Material shown:
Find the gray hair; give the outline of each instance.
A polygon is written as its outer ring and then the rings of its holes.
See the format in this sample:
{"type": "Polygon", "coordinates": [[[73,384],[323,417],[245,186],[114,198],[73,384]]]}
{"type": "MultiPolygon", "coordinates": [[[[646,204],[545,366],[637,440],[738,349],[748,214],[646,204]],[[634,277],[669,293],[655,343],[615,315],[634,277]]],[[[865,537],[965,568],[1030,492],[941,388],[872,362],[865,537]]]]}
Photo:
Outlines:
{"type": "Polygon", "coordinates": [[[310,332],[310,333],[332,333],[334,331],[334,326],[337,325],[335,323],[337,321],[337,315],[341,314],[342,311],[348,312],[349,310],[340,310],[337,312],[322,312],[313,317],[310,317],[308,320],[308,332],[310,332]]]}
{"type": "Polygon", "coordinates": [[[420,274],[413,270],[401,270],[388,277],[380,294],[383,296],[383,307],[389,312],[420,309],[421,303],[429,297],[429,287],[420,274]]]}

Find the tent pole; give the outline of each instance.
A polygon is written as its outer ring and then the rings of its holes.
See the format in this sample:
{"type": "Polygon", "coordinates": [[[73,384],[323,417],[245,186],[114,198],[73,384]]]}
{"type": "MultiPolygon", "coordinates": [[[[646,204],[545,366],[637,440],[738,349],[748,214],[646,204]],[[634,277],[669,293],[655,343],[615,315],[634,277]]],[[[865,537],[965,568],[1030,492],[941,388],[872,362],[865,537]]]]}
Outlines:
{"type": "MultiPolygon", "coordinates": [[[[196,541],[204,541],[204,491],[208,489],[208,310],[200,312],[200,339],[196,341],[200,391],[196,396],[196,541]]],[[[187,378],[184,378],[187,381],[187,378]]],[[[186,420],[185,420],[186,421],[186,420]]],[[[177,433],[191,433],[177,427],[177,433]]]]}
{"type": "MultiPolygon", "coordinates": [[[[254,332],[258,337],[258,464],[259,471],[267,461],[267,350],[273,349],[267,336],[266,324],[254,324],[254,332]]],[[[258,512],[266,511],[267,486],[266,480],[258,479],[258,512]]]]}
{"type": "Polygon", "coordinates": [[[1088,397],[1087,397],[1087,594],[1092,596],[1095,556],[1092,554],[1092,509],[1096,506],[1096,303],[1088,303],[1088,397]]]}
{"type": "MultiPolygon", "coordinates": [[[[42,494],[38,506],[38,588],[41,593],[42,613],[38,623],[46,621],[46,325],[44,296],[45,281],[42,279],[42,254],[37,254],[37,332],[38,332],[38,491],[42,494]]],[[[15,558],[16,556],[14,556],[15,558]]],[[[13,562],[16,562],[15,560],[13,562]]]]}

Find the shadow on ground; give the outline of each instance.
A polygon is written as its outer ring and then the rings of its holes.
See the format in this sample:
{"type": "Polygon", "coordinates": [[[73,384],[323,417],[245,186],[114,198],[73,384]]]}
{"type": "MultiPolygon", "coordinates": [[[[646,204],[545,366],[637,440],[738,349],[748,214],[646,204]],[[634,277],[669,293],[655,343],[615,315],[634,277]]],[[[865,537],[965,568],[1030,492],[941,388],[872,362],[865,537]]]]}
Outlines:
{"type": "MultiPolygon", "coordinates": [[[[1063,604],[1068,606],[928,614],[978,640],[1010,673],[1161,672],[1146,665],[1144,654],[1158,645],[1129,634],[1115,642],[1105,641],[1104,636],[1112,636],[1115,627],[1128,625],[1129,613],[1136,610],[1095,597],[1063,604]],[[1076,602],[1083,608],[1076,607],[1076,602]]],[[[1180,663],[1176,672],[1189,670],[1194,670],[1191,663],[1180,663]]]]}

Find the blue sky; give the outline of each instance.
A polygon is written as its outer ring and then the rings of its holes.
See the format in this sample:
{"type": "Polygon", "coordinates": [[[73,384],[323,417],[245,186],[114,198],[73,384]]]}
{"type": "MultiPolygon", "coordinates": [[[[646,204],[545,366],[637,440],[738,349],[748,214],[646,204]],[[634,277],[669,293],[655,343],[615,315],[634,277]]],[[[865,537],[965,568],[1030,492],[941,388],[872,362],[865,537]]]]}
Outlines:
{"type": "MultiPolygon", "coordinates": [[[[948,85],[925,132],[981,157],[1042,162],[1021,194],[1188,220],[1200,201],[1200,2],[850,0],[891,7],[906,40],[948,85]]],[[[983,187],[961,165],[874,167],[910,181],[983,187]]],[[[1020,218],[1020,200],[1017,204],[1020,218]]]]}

Your assignment:
Transcribe the listing above verbatim.

Your response:
Find the gray hair; give the outline of each instance.
A polygon is written as its outer ring and then the rings of its holes.
See the format in this sample:
{"type": "Polygon", "coordinates": [[[73,384],[323,417],[245,186],[114,198],[73,384]]]}
{"type": "MultiPolygon", "coordinates": [[[[646,204],[545,366],[637,440],[738,349],[748,214],[646,204]],[[634,277],[669,293],[655,343],[615,315],[634,277]]],[[[865,537],[965,568],[1030,492],[941,388],[872,362],[865,537]]]]}
Photo:
Outlines:
{"type": "Polygon", "coordinates": [[[310,332],[310,333],[332,333],[334,331],[334,326],[337,325],[335,323],[337,321],[337,315],[341,314],[342,311],[348,312],[349,310],[340,310],[337,312],[322,312],[313,317],[310,317],[308,320],[308,332],[310,332]]]}
{"type": "Polygon", "coordinates": [[[420,274],[413,270],[401,270],[388,277],[380,294],[383,296],[383,307],[389,312],[420,309],[421,303],[429,297],[429,287],[420,274]]]}

Find the tent pole; give the outline of each instance.
A polygon is written as its outer ring and then the rings of its holes.
See the format in this sample:
{"type": "Polygon", "coordinates": [[[73,384],[323,417],[245,186],[114,198],[73,384]]]}
{"type": "MultiPolygon", "coordinates": [[[[646,204],[545,366],[637,440],[738,349],[748,214],[646,204]],[[634,277],[669,293],[655,343],[615,315],[634,277]]],[[[865,537],[965,568],[1030,492],[941,388],[872,362],[865,537]]]]}
Outlines:
{"type": "MultiPolygon", "coordinates": [[[[196,541],[204,541],[204,491],[208,489],[208,310],[200,312],[200,339],[196,341],[200,391],[196,396],[196,541]]],[[[187,378],[184,378],[187,381],[187,378]]],[[[186,420],[185,420],[186,421],[186,420]]],[[[177,433],[191,433],[177,427],[177,433]]]]}
{"type": "MultiPolygon", "coordinates": [[[[254,332],[258,337],[258,464],[259,471],[267,461],[267,350],[273,349],[267,336],[266,324],[254,324],[254,332]]],[[[258,512],[266,511],[267,486],[266,480],[258,479],[258,512]]]]}
{"type": "Polygon", "coordinates": [[[1088,397],[1087,397],[1087,594],[1092,596],[1095,556],[1092,554],[1092,509],[1096,506],[1096,303],[1088,303],[1088,397]]]}
{"type": "MultiPolygon", "coordinates": [[[[42,494],[38,506],[38,588],[41,593],[42,613],[38,623],[46,621],[46,325],[44,296],[45,281],[42,279],[42,254],[37,254],[37,332],[38,332],[38,491],[42,494]]],[[[15,558],[16,556],[14,556],[15,558]]],[[[13,562],[16,562],[15,560],[13,562]]]]}

Find the shadow on ground; give the outline of each instance.
A polygon is written as its outer ring and then the rings of its holes.
See the format in this sample:
{"type": "Polygon", "coordinates": [[[73,384],[323,417],[245,186],[114,198],[73,384]]]}
{"type": "MultiPolygon", "coordinates": [[[[646,204],[545,366],[637,440],[738,349],[748,214],[646,204]],[[634,277],[669,293],[655,343],[615,315],[634,277]]],[[[865,537],[965,568],[1030,492],[941,388],[872,362],[865,537]]]]}
Outlines:
{"type": "MultiPolygon", "coordinates": [[[[1063,604],[1068,606],[928,614],[978,640],[1010,673],[1161,672],[1146,665],[1144,654],[1158,645],[1129,634],[1115,642],[1105,641],[1104,636],[1112,636],[1115,627],[1128,625],[1129,613],[1136,610],[1095,597],[1063,604]],[[1076,602],[1083,608],[1076,607],[1076,602]]],[[[1180,663],[1176,672],[1189,670],[1194,670],[1191,663],[1180,663]]]]}

Find the blue sky; give the outline of each instance.
A polygon is written as its outer ring and then the rings of its holes.
See the format in this sample:
{"type": "Polygon", "coordinates": [[[73,384],[323,417],[245,186],[114,198],[73,384]]]}
{"type": "MultiPolygon", "coordinates": [[[[646,204],[545,366],[637,440],[738,349],[748,214],[646,204]],[[634,277],[669,293],[655,343],[615,315],[634,277]]],[[[865,537],[965,568],[1030,492],[941,388],[872,362],[865,537]]]]}
Outlines:
{"type": "MultiPolygon", "coordinates": [[[[948,85],[925,132],[981,157],[1042,162],[1021,194],[1188,220],[1200,201],[1200,2],[850,0],[891,7],[906,40],[948,85]]],[[[983,187],[961,165],[874,167],[910,181],[983,187]]],[[[1020,218],[1020,200],[1017,204],[1020,218]]]]}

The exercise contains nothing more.